= EXTRACT =
# Jackpot!!



## Bea (Jul 26, 2007)

Look what i've bought off eBay!
Bea's Super Cool Purchase


I've been looking around the local dollar shops trying to find some pony beads. In the past i found a 40g bag for $2 which i'm guessing was about 200 beads, very good value. I've looked and looked but just haven't found any. Earlier i searched eBay and i discovered the above sale, obviously i instantly got dad to make the purchase for me. Can you imagine the toys i can make with 1250+ beads?!?!   

In addition to that i've ordered some more supplies from My Parrot Shop so i should be set to get creative next week. I've ordered some more cotton rope, paper sticks, till rolls (looks like birdy toilet paper, lol), pacifier beads, o-rings (for hanging toys from)...i think that's it. 

And then there are the quick links and some extra beads which Boomberry has kindly posted to me! I can just feel lots of new toys will be made once all these bits and pieces get to me. 

I will of course post some photos of the end products, and hopefully of my lovely tiels modelling the use of them.


----------



## birdieness (Jul 28, 2007)

Good job bea. I'm waiting for money lol. With school soon starting i have to spend most on stuff for school. I found a site that has 500 neon pony beads for about $5 cnd. Great price really considering i'm paying about $5 here for 100. I'm ordering some cotten this week i hope. Just for to wait for the person to get back to me.

Also these are really nice finish to some projects if you can find them










I couldn't find any so i was going to order some at .30 a bead( was going to order $13 in them which would have been 44 beads). I went to wal mart and found about 40 for $6. I used them to finish off a swing i made and its looks great. Still waiting to make a few more things before i post what i've made.


----------



## Bea (Jul 26, 2007)

Those would look nice!  I might have a look around for some .... once my money stocks are replenished anyway. With the beads and the toy parts i'm broke, lol!!

Contour labeling items

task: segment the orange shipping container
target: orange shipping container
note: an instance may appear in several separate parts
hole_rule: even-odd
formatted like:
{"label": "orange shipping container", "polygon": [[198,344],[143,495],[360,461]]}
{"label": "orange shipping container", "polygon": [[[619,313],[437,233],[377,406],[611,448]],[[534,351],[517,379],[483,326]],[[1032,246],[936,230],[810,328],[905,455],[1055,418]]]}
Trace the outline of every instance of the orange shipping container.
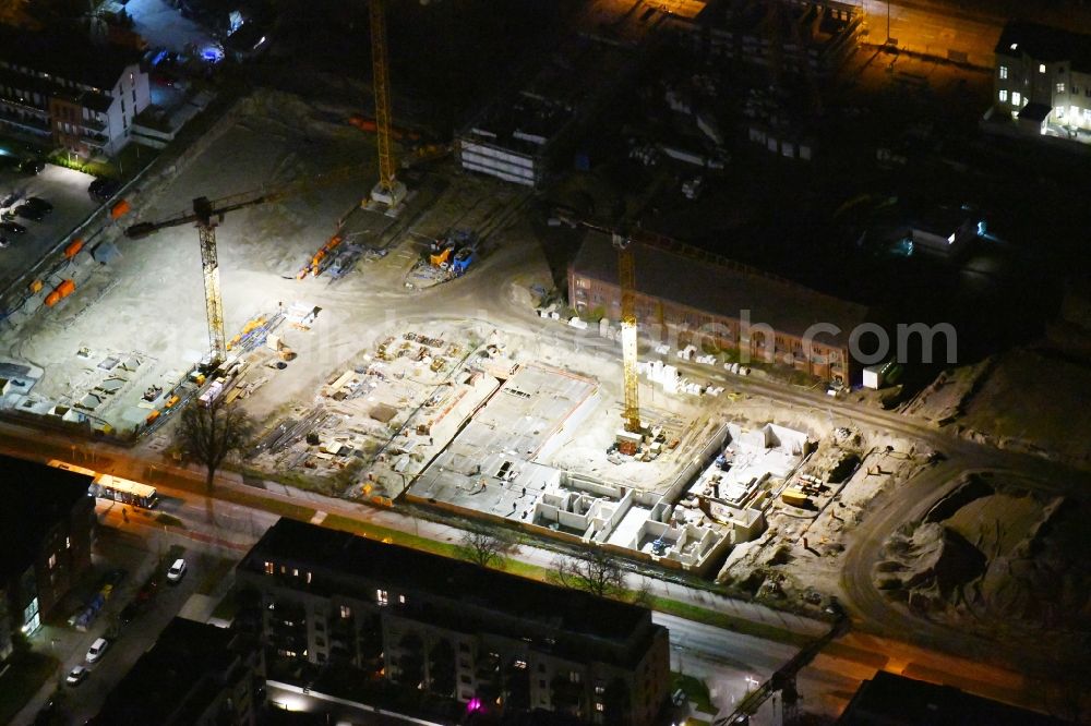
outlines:
{"label": "orange shipping container", "polygon": [[68,298],[70,294],[75,292],[75,282],[73,280],[64,280],[57,286],[53,292],[58,293],[61,298]]}
{"label": "orange shipping container", "polygon": [[80,254],[81,250],[83,250],[83,238],[76,238],[75,240],[72,241],[72,244],[64,247],[64,257],[68,259],[72,259],[72,257],[75,257],[77,254]]}
{"label": "orange shipping container", "polygon": [[110,216],[117,219],[118,217],[123,217],[124,215],[127,215],[130,209],[132,209],[132,207],[129,206],[129,202],[127,202],[125,199],[121,199],[120,202],[115,204],[113,207],[110,209]]}

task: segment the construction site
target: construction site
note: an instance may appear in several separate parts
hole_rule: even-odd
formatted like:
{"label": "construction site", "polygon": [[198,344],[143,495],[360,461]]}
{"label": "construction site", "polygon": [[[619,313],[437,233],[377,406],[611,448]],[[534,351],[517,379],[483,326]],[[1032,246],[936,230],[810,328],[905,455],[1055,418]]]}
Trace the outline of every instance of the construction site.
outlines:
{"label": "construction site", "polygon": [[[392,109],[381,35],[362,108],[339,82],[223,99],[0,295],[3,416],[195,465],[180,412],[235,407],[256,435],[225,469],[250,486],[481,522],[838,622],[843,605],[876,632],[1084,628],[1053,603],[1087,608],[1065,554],[1086,539],[1083,480],[1064,469],[1086,451],[1058,459],[1057,428],[996,414],[1048,355],[870,396],[849,355],[872,319],[855,280],[816,292],[843,251],[799,219],[758,229],[795,192],[851,204],[800,190],[874,172],[891,142],[827,132],[925,61],[877,70],[856,51],[862,10],[838,2],[616,4],[582,4],[568,55],[467,102],[444,138]],[[816,50],[736,59],[763,33]],[[708,71],[722,58],[743,70]],[[716,88],[753,64],[796,77],[727,111]],[[962,73],[936,87],[973,92]],[[767,164],[799,186],[758,199]],[[788,262],[758,269],[764,254]],[[743,334],[754,311],[768,332]],[[843,336],[804,349],[820,322]],[[1053,406],[1083,440],[1071,402]]]}

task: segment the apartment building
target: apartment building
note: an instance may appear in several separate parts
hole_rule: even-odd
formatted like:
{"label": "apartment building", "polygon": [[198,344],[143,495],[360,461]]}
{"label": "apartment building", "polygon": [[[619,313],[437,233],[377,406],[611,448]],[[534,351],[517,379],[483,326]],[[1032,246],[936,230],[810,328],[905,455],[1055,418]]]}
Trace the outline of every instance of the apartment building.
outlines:
{"label": "apartment building", "polygon": [[668,632],[646,608],[285,519],[237,576],[271,658],[598,724],[650,725],[667,698]]}
{"label": "apartment building", "polygon": [[255,726],[264,686],[262,650],[252,638],[176,617],[89,723]]}
{"label": "apartment building", "polygon": [[[734,351],[743,362],[842,384],[859,376],[850,339],[867,322],[865,306],[650,233],[632,245],[639,329],[655,342]],[[568,268],[568,303],[584,316],[620,319],[618,252],[608,235],[584,240]]]}
{"label": "apartment building", "polygon": [[151,104],[139,61],[74,31],[0,25],[0,131],[82,157],[117,154]]}
{"label": "apartment building", "polygon": [[95,500],[91,477],[0,456],[0,661],[10,654],[10,634],[26,634],[91,567]]}
{"label": "apartment building", "polygon": [[996,44],[993,107],[1020,131],[1091,130],[1091,35],[1009,22]]}

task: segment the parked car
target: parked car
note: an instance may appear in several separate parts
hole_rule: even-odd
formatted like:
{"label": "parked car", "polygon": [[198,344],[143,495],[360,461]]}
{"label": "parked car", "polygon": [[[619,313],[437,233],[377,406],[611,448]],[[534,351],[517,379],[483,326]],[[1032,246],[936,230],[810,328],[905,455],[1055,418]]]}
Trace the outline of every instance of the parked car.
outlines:
{"label": "parked car", "polygon": [[121,189],[121,183],[113,179],[96,179],[91,182],[87,191],[97,199],[108,199],[117,194],[119,189]]}
{"label": "parked car", "polygon": [[103,657],[103,653],[105,653],[106,649],[109,646],[110,641],[105,638],[96,639],[95,642],[91,644],[91,648],[87,649],[87,663],[95,663],[98,661],[98,658]]}
{"label": "parked car", "polygon": [[19,165],[19,170],[25,174],[37,174],[45,168],[45,162],[38,159],[26,159],[23,164]]}
{"label": "parked car", "polygon": [[140,615],[140,606],[137,606],[136,602],[133,601],[128,605],[125,605],[124,607],[122,607],[121,612],[118,613],[118,622],[120,622],[122,626],[127,626],[133,620],[135,620],[137,615]]}
{"label": "parked car", "polygon": [[46,213],[29,204],[21,204],[15,207],[15,216],[33,221],[41,221],[46,218]]}
{"label": "parked car", "polygon": [[69,670],[69,675],[64,677],[64,682],[68,683],[69,686],[79,686],[84,681],[88,673],[91,671],[87,670],[85,667],[76,666],[71,670]]}
{"label": "parked car", "polygon": [[185,560],[179,557],[170,566],[170,569],[167,570],[167,580],[170,582],[181,582],[183,577],[185,577]]}
{"label": "parked car", "polygon": [[103,576],[103,584],[117,588],[119,584],[124,582],[127,577],[129,577],[129,570],[119,567]]}
{"label": "parked car", "polygon": [[34,207],[35,209],[41,209],[41,211],[47,215],[53,210],[53,205],[49,204],[40,196],[28,196],[24,204],[29,207]]}

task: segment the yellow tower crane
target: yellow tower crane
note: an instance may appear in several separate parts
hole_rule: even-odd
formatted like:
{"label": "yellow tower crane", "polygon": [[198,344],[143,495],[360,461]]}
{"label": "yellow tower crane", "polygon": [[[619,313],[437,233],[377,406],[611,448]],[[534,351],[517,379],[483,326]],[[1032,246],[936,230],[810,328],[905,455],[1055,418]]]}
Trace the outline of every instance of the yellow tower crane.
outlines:
{"label": "yellow tower crane", "polygon": [[219,255],[216,251],[216,226],[224,215],[259,204],[277,202],[298,192],[325,186],[360,173],[357,167],[343,167],[317,177],[292,182],[267,192],[248,192],[214,202],[200,196],[193,199],[193,211],[161,221],[137,222],[125,229],[125,237],[140,240],[168,227],[193,223],[201,241],[201,270],[204,276],[205,315],[208,318],[208,358],[205,365],[214,368],[227,358],[227,337],[224,332],[224,298],[219,291]]}
{"label": "yellow tower crane", "polygon": [[[371,190],[371,201],[398,206],[406,197],[406,185],[395,176],[397,168],[391,148],[391,75],[386,55],[385,0],[370,0],[371,73],[375,93],[375,138],[379,142],[379,182]],[[367,203],[367,202],[365,202]]]}
{"label": "yellow tower crane", "polygon": [[611,234],[618,250],[618,287],[621,288],[621,355],[625,376],[625,431],[639,434],[640,399],[637,376],[636,349],[636,259],[633,256],[633,240],[626,234]]}

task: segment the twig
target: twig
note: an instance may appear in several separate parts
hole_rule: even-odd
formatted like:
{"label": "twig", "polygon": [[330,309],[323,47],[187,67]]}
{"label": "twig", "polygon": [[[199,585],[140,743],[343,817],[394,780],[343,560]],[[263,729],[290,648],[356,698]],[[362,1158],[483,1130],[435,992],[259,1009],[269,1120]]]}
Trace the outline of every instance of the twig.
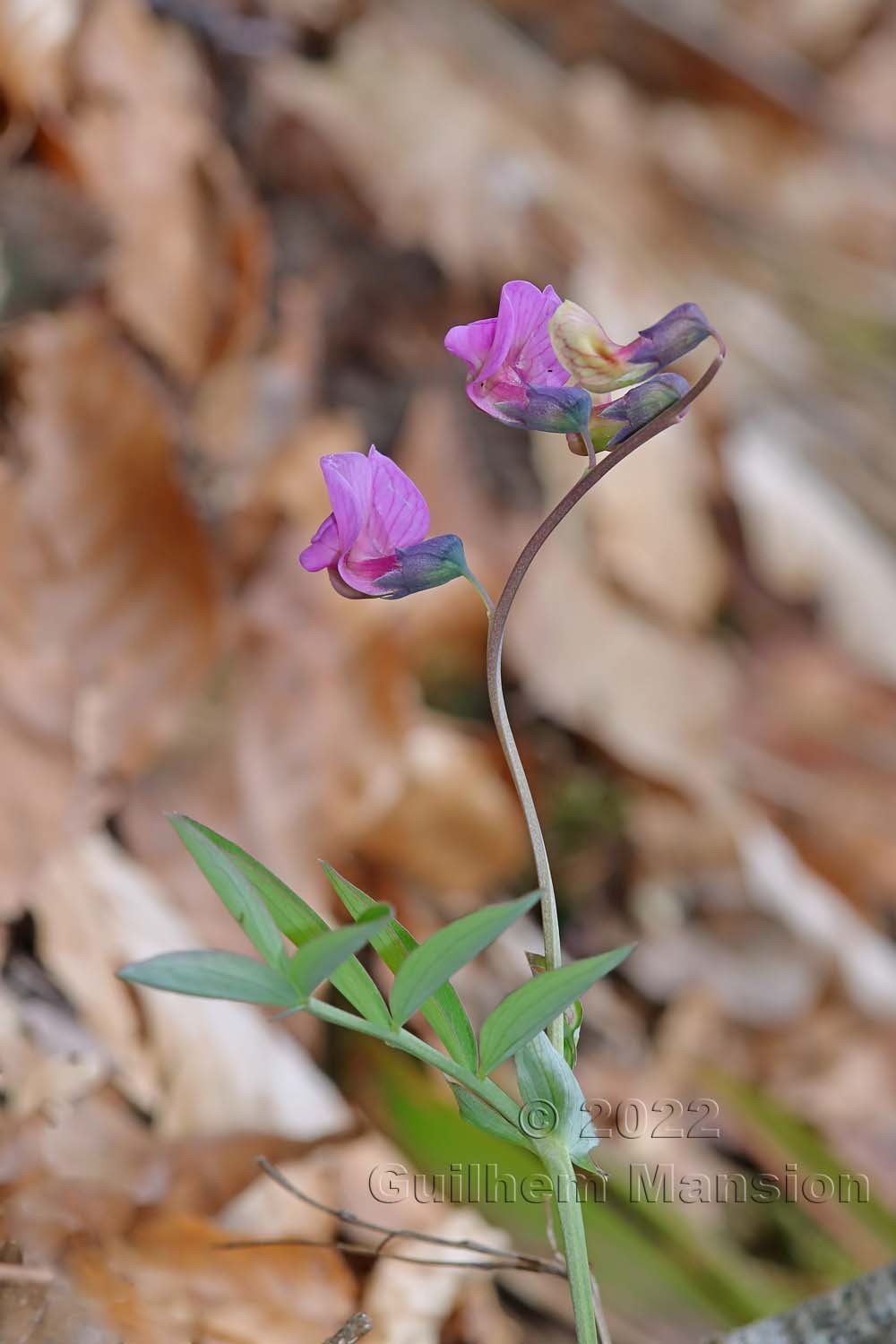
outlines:
{"label": "twig", "polygon": [[[392,1236],[418,1236],[416,1232],[402,1228],[400,1231],[392,1232]],[[446,1238],[426,1238],[426,1241],[441,1241],[443,1246],[450,1250],[455,1250],[463,1246],[462,1242],[451,1242]],[[553,1274],[557,1278],[566,1278],[567,1271],[563,1265],[553,1265],[551,1261],[536,1261],[532,1255],[516,1255],[509,1253],[504,1259],[488,1259],[488,1261],[443,1261],[443,1259],[426,1259],[419,1255],[402,1255],[400,1251],[384,1251],[380,1246],[364,1246],[361,1242],[340,1242],[340,1241],[318,1241],[312,1236],[271,1236],[250,1239],[244,1242],[219,1242],[219,1251],[246,1251],[258,1246],[321,1246],[329,1247],[334,1251],[345,1251],[347,1255],[367,1255],[369,1259],[396,1259],[403,1261],[404,1265],[429,1265],[438,1269],[485,1269],[490,1273],[498,1269],[517,1269],[527,1270],[535,1274]],[[497,1255],[497,1251],[493,1251]]]}
{"label": "twig", "polygon": [[[521,1269],[521,1270],[531,1270],[532,1273],[541,1273],[541,1274],[556,1274],[557,1273],[556,1265],[552,1261],[544,1259],[540,1255],[529,1255],[529,1254],[525,1254],[525,1253],[514,1251],[514,1253],[512,1253],[512,1259],[510,1259],[510,1258],[508,1258],[508,1251],[500,1250],[496,1246],[486,1246],[485,1242],[474,1242],[474,1241],[470,1241],[469,1238],[455,1239],[455,1238],[450,1238],[450,1236],[437,1236],[434,1232],[418,1232],[418,1231],[414,1231],[411,1228],[402,1228],[400,1231],[396,1231],[394,1227],[386,1227],[383,1223],[373,1223],[373,1222],[371,1222],[367,1218],[360,1218],[359,1214],[353,1214],[349,1208],[332,1208],[329,1204],[324,1204],[321,1200],[314,1199],[312,1195],[306,1195],[305,1191],[300,1189],[298,1185],[294,1185],[293,1181],[289,1179],[289,1176],[286,1176],[278,1167],[274,1167],[274,1164],[270,1163],[266,1157],[259,1157],[258,1159],[258,1165],[265,1172],[265,1175],[270,1177],[270,1180],[273,1180],[277,1185],[281,1187],[281,1189],[285,1189],[287,1193],[293,1195],[296,1199],[301,1199],[302,1203],[308,1204],[310,1208],[317,1208],[322,1214],[329,1214],[330,1218],[336,1218],[336,1219],[339,1219],[340,1223],[347,1223],[351,1227],[363,1227],[368,1232],[382,1232],[383,1234],[383,1241],[379,1242],[377,1246],[369,1247],[369,1249],[368,1247],[361,1249],[361,1247],[356,1246],[355,1242],[349,1242],[348,1243],[348,1249],[352,1250],[353,1253],[357,1251],[357,1254],[361,1254],[361,1255],[365,1255],[365,1254],[383,1255],[383,1254],[386,1254],[383,1249],[386,1247],[386,1245],[390,1241],[392,1241],[394,1238],[398,1238],[398,1236],[407,1236],[411,1241],[424,1242],[429,1246],[446,1246],[450,1250],[474,1251],[474,1253],[477,1253],[480,1255],[492,1255],[492,1257],[494,1257],[494,1259],[493,1259],[493,1262],[490,1265],[482,1265],[481,1262],[477,1261],[470,1267],[481,1267],[481,1269],[489,1269],[489,1267],[490,1269]],[[232,1246],[235,1243],[227,1243],[227,1245]],[[258,1246],[258,1245],[283,1245],[283,1243],[282,1242],[279,1242],[279,1243],[271,1243],[271,1242],[267,1242],[267,1243],[249,1242],[249,1243],[243,1243],[243,1245]],[[304,1245],[314,1245],[314,1243],[305,1242]],[[343,1243],[325,1242],[322,1245],[328,1245],[328,1246],[329,1245],[336,1245],[336,1246],[340,1246]],[[343,1249],[344,1249],[344,1246],[343,1246]],[[391,1258],[394,1258],[394,1259],[407,1259],[407,1257],[398,1257],[398,1255],[394,1255]],[[442,1265],[445,1262],[443,1261],[415,1261],[415,1263],[418,1263],[418,1265],[423,1265],[423,1263]]]}
{"label": "twig", "polygon": [[372,1329],[373,1321],[367,1312],[359,1312],[356,1316],[352,1316],[351,1321],[345,1321],[345,1325],[336,1331],[336,1335],[325,1339],[324,1344],[357,1344],[361,1335],[369,1335]]}

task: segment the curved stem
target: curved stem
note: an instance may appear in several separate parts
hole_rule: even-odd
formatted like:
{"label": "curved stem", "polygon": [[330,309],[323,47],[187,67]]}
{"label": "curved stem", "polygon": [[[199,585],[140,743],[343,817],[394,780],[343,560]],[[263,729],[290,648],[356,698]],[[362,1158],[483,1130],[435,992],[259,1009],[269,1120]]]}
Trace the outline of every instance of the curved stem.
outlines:
{"label": "curved stem", "polygon": [[[567,491],[560,503],[548,513],[544,523],[536,530],[536,532],[527,542],[523,554],[510,570],[510,577],[508,578],[504,591],[497,601],[492,620],[489,622],[489,642],[486,646],[486,680],[489,687],[489,703],[492,706],[492,718],[494,719],[494,727],[497,730],[498,738],[501,739],[501,746],[504,749],[504,755],[513,777],[513,784],[516,785],[516,792],[523,805],[523,814],[525,817],[525,824],[529,832],[529,843],[532,845],[532,855],[535,857],[535,870],[537,874],[539,887],[541,890],[541,923],[544,927],[544,961],[548,970],[556,970],[560,966],[563,954],[560,950],[560,925],[557,921],[557,903],[553,894],[553,879],[551,876],[551,863],[548,860],[548,851],[544,843],[544,836],[541,833],[541,825],[539,823],[539,814],[535,808],[535,801],[532,798],[532,789],[529,788],[529,781],[525,775],[523,767],[523,761],[520,758],[520,751],[513,737],[513,730],[510,727],[510,719],[506,711],[506,703],[504,699],[504,684],[501,680],[501,653],[504,649],[504,630],[506,628],[508,617],[510,614],[510,607],[513,606],[513,598],[516,597],[523,579],[527,575],[532,560],[536,558],[547,539],[551,536],[553,530],[559,527],[563,519],[570,513],[571,509],[583,499],[588,491],[603,480],[607,472],[611,472],[614,466],[618,466],[626,457],[630,457],[635,449],[641,448],[642,444],[649,442],[649,439],[656,438],[669,426],[676,425],[690,405],[700,396],[703,391],[709,386],[712,379],[716,376],[725,358],[725,349],[721,341],[719,341],[719,353],[709,366],[709,368],[703,374],[701,378],[693,384],[693,387],[685,392],[680,402],[669,406],[668,410],[657,415],[642,429],[637,430],[630,438],[625,439],[619,448],[614,449],[606,457],[603,457],[596,465],[590,466],[583,476],[575,482],[575,485]],[[548,1028],[548,1039],[551,1044],[559,1054],[563,1054],[563,1019],[557,1017]]]}
{"label": "curved stem", "polygon": [[[610,1344],[610,1335],[603,1318],[600,1328],[598,1328],[588,1245],[584,1236],[584,1219],[582,1218],[572,1163],[567,1153],[557,1152],[545,1159],[545,1167],[553,1185],[553,1199],[563,1232],[563,1257],[567,1262],[576,1341],[578,1344]],[[603,1317],[603,1313],[600,1314]]]}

= WRITTEN TASKS =
(A) In the forum thread about bird toy supplies, where did birdieness find about 40 beads for $6?
(B) Continue the forum thread about bird toy supplies from the point where it ends.

= THE RESULTS =
(A) At Wal-Mart.

(B)
----------



## birdieness (Jul 28, 2007)

Amazing how we spend our money on our birds but feel so good about it and people use the term they are " Just birds".


----------



## Bea (Jul 26, 2007)

birdieness said:


> Amazing how we spend our money on our birds but feel so good about it and people use the term they are " Just birds".


Yeah, i'm sitting here with the absolute bare minimum in clothes (a few tops, jeans, and a couple of jumpers) but i'm spending all my money on the birds.  If they're happy, i'm happy.


----------



## birdieness (Jul 28, 2007)

> Yeah, i'm sitting here with the absolute bare minimum in clothes (a few tops, jeans, and a couple of jumpers) but i'm spending all my money on the birds. If they're happy, i'm happy.


 I'm lucky my mom is spending a little on use for school stuff. I would have nothing lol. I don't get new cloths much. Most jeans i have wear out and them i am forced to get new ones. I know of a shirt right now that much be 3-4 years old but i still got it and wear it. still looks like new though. i'm pretty exctied for new stuff though. My bike has riped most of my jeans in the leg.


----------



## Rosie (Aug 27, 2007)

Wow! You did well finding them, such good value as well! 

I couldn't find any cheap beads for making bird toys, until I stumbled accross a small shop in town and bought a whole bottle of them for £0.79p!! It's amazing what you can find out there!


----------



## Meghanxx4 (Jul 31, 2007)

WOW great find! I cant wait to see some of the finished products you made. 

I went to michaels and got tub of beads for like 10 bucks and still not done them. lol 




birdieness said:


> Good job bea. I'm waiting for money lol. With school soon starting i have to spend most on stuff for school. I found a site that has 500 neon pony beads for about $5 cnd. Great price really considering i'm paying about $5 here for 100. I'm ordering some cotten this week i hope. Just for to wait for the person to get back to me.
> 
> Also these are really nice finish to some projects if you can find them
> 
> ...


I got those from walmart too! lol. Except i used mine all up making a climbing net thing. 
I'll have to order more stuff too.


Wow


----------



## birdieness (Jul 28, 2007)

I just ordered 40' of cotten rope. A birdie pinata, some s/s wire and some other goodies. I'm going to go buy walmart out of those bead when i get money again. at some point i will have all 3 walmarts here bought out of them lol. hope they stock some more.


----------



## Bea (Jul 26, 2007)

40' of cotton rope would cost me a fortune!!  It's actually ok because the 1/4" rope i buy for $2 a metre still seems too thick. So i can actually split it into two meaning i have twice as much rope to use.  

My beads still haven't got here, but then neither has the rope and stuff so i wouldn't be able to do much with them would i?


----------



## birdieness (Jul 28, 2007)

i'm paying about .45 per foot plus shipping which is a great price here for a great quality of cotten rope.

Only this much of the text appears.